## Requirement
The required output consists solely of the lines from the line containing "Find the blue medical" through the end of the records, copied exactly.

(Records from a dataset)

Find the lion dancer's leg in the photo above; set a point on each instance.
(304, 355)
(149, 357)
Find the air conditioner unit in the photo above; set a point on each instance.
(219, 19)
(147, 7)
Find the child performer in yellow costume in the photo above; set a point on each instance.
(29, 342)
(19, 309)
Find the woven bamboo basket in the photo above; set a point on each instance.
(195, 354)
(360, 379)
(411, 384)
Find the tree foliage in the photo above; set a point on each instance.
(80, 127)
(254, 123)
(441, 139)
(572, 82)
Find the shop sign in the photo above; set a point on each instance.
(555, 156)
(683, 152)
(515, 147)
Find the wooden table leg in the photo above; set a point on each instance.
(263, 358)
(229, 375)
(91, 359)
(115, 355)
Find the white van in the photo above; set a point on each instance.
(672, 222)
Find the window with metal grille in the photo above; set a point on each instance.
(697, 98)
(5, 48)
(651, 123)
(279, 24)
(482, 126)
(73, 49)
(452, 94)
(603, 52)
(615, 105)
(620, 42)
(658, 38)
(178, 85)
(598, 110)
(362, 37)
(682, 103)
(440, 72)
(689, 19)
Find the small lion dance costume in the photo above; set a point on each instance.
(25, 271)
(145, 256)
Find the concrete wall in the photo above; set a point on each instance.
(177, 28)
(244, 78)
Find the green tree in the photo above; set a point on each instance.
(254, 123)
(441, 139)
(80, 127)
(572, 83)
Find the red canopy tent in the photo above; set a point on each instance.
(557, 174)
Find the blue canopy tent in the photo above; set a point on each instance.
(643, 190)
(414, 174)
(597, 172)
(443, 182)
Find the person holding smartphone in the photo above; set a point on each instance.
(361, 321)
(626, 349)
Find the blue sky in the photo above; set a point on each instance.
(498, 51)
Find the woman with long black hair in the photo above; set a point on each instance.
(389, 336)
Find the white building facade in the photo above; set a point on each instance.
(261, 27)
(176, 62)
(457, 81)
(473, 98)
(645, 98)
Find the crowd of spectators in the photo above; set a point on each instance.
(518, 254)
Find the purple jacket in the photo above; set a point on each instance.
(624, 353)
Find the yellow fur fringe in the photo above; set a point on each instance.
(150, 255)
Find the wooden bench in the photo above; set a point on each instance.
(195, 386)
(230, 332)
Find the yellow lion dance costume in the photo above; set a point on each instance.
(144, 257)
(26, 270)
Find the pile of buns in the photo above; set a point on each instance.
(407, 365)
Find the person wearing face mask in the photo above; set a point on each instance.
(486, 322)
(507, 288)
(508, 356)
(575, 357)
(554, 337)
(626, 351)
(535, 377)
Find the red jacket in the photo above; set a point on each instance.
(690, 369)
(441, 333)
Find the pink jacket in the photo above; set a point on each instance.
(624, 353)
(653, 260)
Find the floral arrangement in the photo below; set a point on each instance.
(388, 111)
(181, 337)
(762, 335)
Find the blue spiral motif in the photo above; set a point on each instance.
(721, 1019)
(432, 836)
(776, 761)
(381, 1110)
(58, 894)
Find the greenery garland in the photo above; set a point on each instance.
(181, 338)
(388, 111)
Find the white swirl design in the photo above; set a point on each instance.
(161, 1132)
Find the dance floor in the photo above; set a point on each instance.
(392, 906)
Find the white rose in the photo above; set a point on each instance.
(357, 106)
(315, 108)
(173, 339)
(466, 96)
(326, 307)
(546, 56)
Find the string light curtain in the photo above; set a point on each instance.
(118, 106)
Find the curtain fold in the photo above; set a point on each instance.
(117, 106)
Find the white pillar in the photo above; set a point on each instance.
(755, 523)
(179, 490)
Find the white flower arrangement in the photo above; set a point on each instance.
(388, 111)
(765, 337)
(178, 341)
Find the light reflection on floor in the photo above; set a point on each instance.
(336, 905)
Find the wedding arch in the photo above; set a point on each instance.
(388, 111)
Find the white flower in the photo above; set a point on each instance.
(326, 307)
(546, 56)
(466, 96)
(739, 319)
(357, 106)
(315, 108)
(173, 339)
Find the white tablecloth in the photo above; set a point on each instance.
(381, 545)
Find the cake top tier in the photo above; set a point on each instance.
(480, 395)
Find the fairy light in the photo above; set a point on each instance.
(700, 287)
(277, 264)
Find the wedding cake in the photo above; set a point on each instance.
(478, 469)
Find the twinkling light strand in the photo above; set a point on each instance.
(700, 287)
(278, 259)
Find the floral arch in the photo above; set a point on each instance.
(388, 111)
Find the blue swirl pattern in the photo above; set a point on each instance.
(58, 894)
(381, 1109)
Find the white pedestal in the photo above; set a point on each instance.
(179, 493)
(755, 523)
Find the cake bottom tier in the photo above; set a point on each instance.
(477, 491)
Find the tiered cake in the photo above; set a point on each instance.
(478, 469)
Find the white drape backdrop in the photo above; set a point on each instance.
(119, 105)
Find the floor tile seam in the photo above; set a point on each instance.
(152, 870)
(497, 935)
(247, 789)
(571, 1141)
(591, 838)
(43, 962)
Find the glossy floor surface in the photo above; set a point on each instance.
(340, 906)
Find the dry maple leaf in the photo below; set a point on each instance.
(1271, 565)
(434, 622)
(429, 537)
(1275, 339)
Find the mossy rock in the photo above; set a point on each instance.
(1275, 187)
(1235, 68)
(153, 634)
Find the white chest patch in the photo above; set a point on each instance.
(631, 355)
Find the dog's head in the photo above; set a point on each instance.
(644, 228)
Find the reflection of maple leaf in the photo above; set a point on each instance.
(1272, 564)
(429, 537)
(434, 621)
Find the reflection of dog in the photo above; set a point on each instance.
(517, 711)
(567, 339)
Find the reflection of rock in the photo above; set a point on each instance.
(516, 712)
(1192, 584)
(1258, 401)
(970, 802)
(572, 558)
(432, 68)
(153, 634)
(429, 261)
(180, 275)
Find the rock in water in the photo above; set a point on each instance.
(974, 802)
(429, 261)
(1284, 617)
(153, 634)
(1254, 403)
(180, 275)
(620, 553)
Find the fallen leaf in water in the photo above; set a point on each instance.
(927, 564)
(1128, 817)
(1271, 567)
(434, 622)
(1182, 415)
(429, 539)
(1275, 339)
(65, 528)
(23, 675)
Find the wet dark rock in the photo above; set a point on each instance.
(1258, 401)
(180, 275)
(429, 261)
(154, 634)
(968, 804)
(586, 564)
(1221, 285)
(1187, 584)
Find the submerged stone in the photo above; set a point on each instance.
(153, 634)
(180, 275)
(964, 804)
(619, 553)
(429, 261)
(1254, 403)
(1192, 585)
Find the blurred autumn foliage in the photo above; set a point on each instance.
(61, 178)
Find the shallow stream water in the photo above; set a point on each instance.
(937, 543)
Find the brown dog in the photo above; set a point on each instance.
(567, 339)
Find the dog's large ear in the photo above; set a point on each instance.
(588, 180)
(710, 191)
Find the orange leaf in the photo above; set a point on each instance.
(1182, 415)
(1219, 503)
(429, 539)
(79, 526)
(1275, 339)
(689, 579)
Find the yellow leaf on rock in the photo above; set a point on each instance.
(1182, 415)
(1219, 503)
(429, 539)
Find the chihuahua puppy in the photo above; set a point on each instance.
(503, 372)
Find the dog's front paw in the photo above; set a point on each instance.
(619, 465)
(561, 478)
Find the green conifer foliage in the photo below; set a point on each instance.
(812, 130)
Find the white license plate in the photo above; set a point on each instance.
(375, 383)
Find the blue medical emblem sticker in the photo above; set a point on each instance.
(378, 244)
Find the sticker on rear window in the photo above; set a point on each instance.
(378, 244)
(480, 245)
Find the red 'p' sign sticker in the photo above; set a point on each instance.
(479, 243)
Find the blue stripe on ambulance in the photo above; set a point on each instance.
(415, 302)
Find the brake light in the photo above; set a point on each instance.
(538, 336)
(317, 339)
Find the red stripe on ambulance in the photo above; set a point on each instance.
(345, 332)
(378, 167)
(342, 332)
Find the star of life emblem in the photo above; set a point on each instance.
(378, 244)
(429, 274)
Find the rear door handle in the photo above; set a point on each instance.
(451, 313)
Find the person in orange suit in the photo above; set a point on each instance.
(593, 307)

## Response
Find the blue medical emblem sticker in the photo above; set a point on each instance.
(378, 244)
Find the sticker on rear window in the photo above; set a point on each instance.
(378, 244)
(480, 245)
Find the red 'p' sign sticker in the photo above; set a point on each instance.
(479, 243)
Find the blue stripe on ambulance in the photo above; set a point on each instance.
(415, 302)
Find the brake light in the photo above; set a point on each instance.
(538, 336)
(317, 339)
Find the red stripe on ambulance in the photo above; set a point on each instance.
(345, 332)
(378, 167)
(342, 332)
Find the star of life emblem in the photo above; set a point on each instance.
(378, 244)
(429, 274)
Find the rear door handle in the photo above; set a point on each instance.
(451, 313)
Find the person in orange suit in the photo above; set a point on each instance.
(593, 307)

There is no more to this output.